─── MATERIAL TO PROCESS
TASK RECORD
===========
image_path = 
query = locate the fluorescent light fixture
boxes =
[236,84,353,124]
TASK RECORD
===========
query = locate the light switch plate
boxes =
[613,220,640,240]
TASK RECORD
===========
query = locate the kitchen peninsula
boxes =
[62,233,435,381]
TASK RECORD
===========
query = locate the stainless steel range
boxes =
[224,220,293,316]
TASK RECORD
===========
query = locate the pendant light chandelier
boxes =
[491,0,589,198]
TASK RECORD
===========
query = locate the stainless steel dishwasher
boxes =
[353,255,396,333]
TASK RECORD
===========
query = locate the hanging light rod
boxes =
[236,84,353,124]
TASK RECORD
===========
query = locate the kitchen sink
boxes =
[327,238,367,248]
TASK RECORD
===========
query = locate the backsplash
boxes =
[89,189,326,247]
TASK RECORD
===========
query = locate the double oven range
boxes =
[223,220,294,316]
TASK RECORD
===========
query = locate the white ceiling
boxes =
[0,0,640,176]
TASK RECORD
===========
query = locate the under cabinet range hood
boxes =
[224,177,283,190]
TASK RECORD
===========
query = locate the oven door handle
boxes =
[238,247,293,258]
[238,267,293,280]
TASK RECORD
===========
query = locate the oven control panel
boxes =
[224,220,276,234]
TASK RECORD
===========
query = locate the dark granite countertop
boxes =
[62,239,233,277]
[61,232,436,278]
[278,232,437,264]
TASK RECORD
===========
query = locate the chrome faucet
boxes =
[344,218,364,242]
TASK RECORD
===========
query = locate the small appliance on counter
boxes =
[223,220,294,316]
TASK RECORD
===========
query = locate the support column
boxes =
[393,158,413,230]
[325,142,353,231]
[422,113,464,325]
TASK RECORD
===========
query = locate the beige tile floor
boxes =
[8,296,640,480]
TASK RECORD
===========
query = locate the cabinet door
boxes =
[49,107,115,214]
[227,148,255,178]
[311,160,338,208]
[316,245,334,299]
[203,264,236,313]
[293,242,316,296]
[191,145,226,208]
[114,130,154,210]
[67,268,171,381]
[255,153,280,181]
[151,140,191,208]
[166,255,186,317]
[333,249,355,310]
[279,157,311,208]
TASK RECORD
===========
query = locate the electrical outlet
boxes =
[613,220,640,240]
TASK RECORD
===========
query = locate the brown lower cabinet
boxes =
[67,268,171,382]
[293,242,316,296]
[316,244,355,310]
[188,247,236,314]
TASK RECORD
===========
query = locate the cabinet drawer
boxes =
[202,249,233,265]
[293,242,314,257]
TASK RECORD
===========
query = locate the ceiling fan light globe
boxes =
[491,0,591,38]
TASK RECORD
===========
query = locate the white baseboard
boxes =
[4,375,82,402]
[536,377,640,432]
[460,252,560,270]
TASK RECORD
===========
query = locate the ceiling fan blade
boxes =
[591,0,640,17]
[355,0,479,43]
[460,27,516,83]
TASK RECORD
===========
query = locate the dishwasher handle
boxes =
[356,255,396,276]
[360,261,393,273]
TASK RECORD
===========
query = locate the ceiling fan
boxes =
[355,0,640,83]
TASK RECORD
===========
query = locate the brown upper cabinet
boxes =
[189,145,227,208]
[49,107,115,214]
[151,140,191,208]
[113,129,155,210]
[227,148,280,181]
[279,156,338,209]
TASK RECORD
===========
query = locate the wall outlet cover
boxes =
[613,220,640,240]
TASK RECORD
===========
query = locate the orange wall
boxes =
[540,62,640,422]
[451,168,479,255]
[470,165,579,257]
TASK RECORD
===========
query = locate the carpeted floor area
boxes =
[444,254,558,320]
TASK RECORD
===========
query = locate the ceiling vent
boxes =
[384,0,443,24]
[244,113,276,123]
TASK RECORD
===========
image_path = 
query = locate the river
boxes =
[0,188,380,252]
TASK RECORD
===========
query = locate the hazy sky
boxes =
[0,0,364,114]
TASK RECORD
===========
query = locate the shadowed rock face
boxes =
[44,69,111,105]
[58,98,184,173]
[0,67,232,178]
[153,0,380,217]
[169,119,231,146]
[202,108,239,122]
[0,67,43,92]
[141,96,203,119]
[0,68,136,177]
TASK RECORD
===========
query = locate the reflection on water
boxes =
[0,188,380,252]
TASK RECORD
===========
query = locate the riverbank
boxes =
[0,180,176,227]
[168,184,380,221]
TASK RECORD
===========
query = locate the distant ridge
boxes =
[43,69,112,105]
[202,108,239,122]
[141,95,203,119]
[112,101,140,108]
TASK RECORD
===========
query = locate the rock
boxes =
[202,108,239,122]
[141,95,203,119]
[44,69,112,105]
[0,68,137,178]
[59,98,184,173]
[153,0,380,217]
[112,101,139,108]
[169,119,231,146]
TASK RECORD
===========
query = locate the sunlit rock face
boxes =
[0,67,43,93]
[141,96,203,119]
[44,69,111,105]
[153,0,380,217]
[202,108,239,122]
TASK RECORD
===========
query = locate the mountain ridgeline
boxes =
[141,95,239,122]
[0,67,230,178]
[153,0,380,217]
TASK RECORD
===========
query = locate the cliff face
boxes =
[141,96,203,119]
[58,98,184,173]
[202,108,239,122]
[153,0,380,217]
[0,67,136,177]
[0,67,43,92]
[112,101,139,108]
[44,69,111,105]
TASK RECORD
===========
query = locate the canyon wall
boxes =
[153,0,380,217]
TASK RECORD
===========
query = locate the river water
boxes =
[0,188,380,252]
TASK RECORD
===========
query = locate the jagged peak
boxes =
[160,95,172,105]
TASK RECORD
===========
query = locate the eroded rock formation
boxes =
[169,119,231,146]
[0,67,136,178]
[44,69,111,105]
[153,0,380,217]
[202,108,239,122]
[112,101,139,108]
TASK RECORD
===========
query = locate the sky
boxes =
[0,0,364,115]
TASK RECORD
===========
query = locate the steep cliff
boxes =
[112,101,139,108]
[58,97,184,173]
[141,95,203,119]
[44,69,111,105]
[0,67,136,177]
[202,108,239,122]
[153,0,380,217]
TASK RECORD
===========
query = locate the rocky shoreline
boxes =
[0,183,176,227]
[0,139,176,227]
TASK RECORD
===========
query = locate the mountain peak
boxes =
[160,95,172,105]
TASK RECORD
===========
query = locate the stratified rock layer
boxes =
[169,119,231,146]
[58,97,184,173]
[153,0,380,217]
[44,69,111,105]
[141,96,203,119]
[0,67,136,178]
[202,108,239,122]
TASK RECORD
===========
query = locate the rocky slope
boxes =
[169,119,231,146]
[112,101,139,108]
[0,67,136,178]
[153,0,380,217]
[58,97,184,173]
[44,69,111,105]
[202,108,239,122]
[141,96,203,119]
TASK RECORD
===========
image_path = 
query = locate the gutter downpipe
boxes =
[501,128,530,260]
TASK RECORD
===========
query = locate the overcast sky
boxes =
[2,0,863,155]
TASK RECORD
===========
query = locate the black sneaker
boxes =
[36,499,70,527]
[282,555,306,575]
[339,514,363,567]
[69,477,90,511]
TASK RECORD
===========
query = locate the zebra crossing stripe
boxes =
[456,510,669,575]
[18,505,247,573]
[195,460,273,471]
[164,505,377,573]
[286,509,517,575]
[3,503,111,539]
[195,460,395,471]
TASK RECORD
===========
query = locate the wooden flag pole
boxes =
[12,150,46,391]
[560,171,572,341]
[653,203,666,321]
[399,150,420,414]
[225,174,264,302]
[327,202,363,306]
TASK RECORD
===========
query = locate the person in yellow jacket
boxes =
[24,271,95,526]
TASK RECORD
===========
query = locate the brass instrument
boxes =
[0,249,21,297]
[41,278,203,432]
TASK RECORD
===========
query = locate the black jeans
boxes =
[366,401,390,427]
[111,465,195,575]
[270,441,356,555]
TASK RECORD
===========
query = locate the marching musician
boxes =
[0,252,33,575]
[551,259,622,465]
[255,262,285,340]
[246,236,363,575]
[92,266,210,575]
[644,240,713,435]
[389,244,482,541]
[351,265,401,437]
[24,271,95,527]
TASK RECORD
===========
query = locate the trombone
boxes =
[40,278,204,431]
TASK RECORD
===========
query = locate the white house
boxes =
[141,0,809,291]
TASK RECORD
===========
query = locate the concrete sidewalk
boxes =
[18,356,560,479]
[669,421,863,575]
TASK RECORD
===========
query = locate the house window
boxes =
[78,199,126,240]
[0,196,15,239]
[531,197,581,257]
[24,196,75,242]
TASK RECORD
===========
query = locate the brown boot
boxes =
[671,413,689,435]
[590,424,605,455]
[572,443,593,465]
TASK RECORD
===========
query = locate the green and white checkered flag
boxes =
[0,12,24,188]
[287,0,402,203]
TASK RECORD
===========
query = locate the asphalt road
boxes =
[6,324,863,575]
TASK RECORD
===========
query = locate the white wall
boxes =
──────
PROMPT: Return every line of the records from the very first one through the line containing "[62,233,435,381]", including that line, reproduced verbatim.

TASK RESPONSE:
TASK RECORD
===========
image_path = 
query = locate the fluorescent light fixture
boxes =
[236,84,353,124]
TASK RECORD
===========
query = locate the light switch plate
boxes =
[613,220,640,240]
TASK RECORD
===========
query = locate the kitchen peninsula
boxes =
[62,233,435,381]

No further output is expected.